Reproduce the lines of the items below, substituting "street sign" for "small printed sign" and leaving everything else unchanged. Omit the pictures from your answer.

(Labeling and segmentation records)
--------------------
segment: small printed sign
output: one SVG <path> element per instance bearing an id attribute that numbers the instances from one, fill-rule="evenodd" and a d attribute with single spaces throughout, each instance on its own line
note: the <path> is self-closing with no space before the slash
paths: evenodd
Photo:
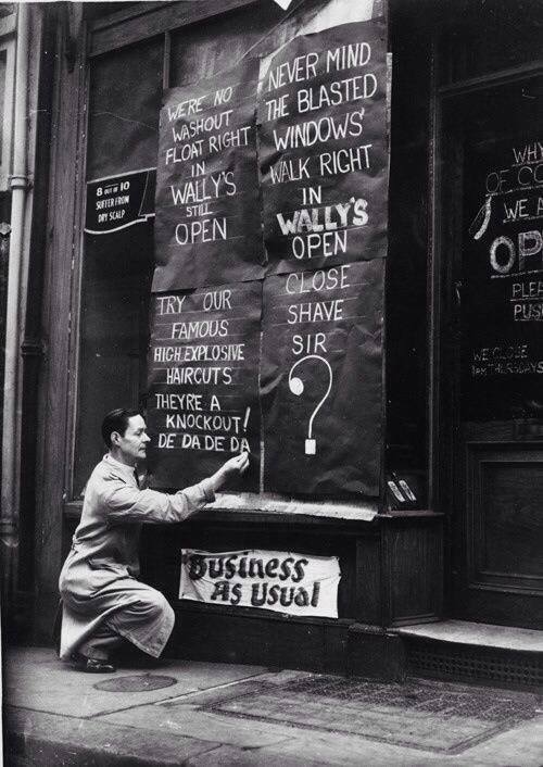
<path id="1" fill-rule="evenodd" d="M 85 231 L 108 235 L 153 218 L 155 187 L 154 168 L 89 181 Z"/>
<path id="2" fill-rule="evenodd" d="M 337 618 L 340 577 L 337 556 L 182 549 L 179 599 Z"/>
--------------------
#### Solution to this task
segment: street sign
output: one SVG <path> element per instance bearing an id attribute that numbers the instances from one, fill-rule="evenodd" and a d attribute with single spaces throughout, each instance on its own line
note: the <path> is self-closing with no space before the slash
paths: evenodd
Photo:
<path id="1" fill-rule="evenodd" d="M 85 231 L 108 235 L 153 218 L 155 187 L 154 168 L 89 181 Z"/>
<path id="2" fill-rule="evenodd" d="M 337 618 L 340 577 L 337 556 L 182 549 L 179 599 Z"/>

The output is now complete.